#### Extract provided
■ ■ ■ ■ ■ ■ ■

Creative outlets designed to bring relief from stress for embattled health care workers

Jan. 19—Few professions have suffered as much as health care workers. Few employees have sacrificed so much during 22 months of unrelenting crisis and pandemic.

In response, some hospitals are steering employees toward creative outlets as a way to help them disconnect — if only for a few minutes — from stress, anxiety and work.

Dignity Health Bakersfield has sought creative ways to help support employees during these unprecedented times. During November and December, Mercy and Mercy Southwest hospital staff from all departments were invited to participate in a project called "Behind the Mask" offered by the hospital's Art and Spirituality Center.

"Behind the Mask" is an employee-focused Art for Healing workshop that took place at each of Bakersfield's Mercy campuses. Staff decorated masks as a way of expressing how they feel behind the masks they wear at work.

"We wanted to give people an opportunity to let go, to give themselves permission to be creatively free," said Sara Moore, supervisor of Mercy's Art and Spirituality Center.

Moore helped conceive of the project, which she hoped would allow stressed and overworked employees to disconnect for a few minutes and allow them to enjoy the benefits of creative thought and action.

"It was an opportunity for them to inwardly reflect and outwardly express themselves through art and creativity," Moore said.

Hospitals and care centers have seen a spike in health care worker burnout during the course of the long COVID-19 pandemic. Providing resources for employees has been a priority for many hospital administrators and leaders in an effort to help ease some of the stress and challenges care teams have faced.

Last year, for example, Adventist Hospital Bakersfield hired an artist to design a wall mural across the street from the hospital. Then hospital employees were invited to grab paint brushes and paint to fill in the lines of the mural, a work of public art they would see each time they went to work.

A similar idea was at work at the two Mercy facilities.

The Art for Healing program encouraged staff to stop in to express their feelings as caregivers during the pandemic by decorating masks. They had paint, sequins, glue, colored feathers and markers to work with.

Argelia Diaz from the hospital's Community Health Initiative program said the project allowed her to detach from work-related activities for a few minutes. It also let her connect with her inner child.

At Mercy Southwest, lab tech Yolanda Ahumada created a Wonder Woman-themed mask, a powerful reminder of the courage health care workers have shown and the aching losses they've suffered during the pandemic.

Ahumada was not available for an interview Tuesday, but Moore said the mask was created in tribute to a fellow co-worker who died recently, leaving a hole in the spirit of the clinical lab team.

Many employees came to the project saying they have no artistic talent, no skill, no vision. But then, like Ahumada, they created something moving and beautiful.

Felicia Boyd, a community benefit reporting coordinator with Dignity Health, used paint, sequins and colored feathers to create her mask, which has a purple butterfly at its center.

"The butterfly symbolizes transition and hope," Boyd said. "My hope is that, in the end, everything will be OK.

"My hope is that there will be a light at the end of the tunnel."

It's a light almost everyone is watching for.

■ ■ ■ ■ ■ ■ ■

#### Data section
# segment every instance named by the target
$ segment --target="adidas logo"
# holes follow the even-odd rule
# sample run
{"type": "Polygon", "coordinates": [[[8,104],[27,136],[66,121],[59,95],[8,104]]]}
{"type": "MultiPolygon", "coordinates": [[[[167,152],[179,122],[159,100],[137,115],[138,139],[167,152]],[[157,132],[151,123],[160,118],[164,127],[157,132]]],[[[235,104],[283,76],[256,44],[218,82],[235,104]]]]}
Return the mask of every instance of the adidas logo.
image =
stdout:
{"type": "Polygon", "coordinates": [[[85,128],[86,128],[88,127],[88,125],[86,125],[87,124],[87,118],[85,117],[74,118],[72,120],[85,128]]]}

■ ■ ■ ■ ■ ■ ■

#### Problem set
1) In the article on the "Behind the Mask" workshop, what does Felicia Boyd say the butterfly on her mask symbolizes?
2) Reproduce the stretch of the "Behind the Mask" article from "At Mercy Southwest, lab" through "moving and beautiful.".

#### Answers to this exercise
1) Transition and hope.

2)
At Mercy Southwest, lab tech Yolanda Ahumada created a Wonder Woman-themed mask, a powerful reminder of the courage health care workers have shown and the aching losses they've suffered during the pandemic.

Ahumada was not available for an interview Tuesday, but Moore said the mask was created in tribute to a fellow co-worker who died recently, leaving a hole in the spirit of the clinical lab team.

Many employees came to the project saying they have no artistic talent, no skill, no vision. But then, like Ahumada, they created something moving and beautiful.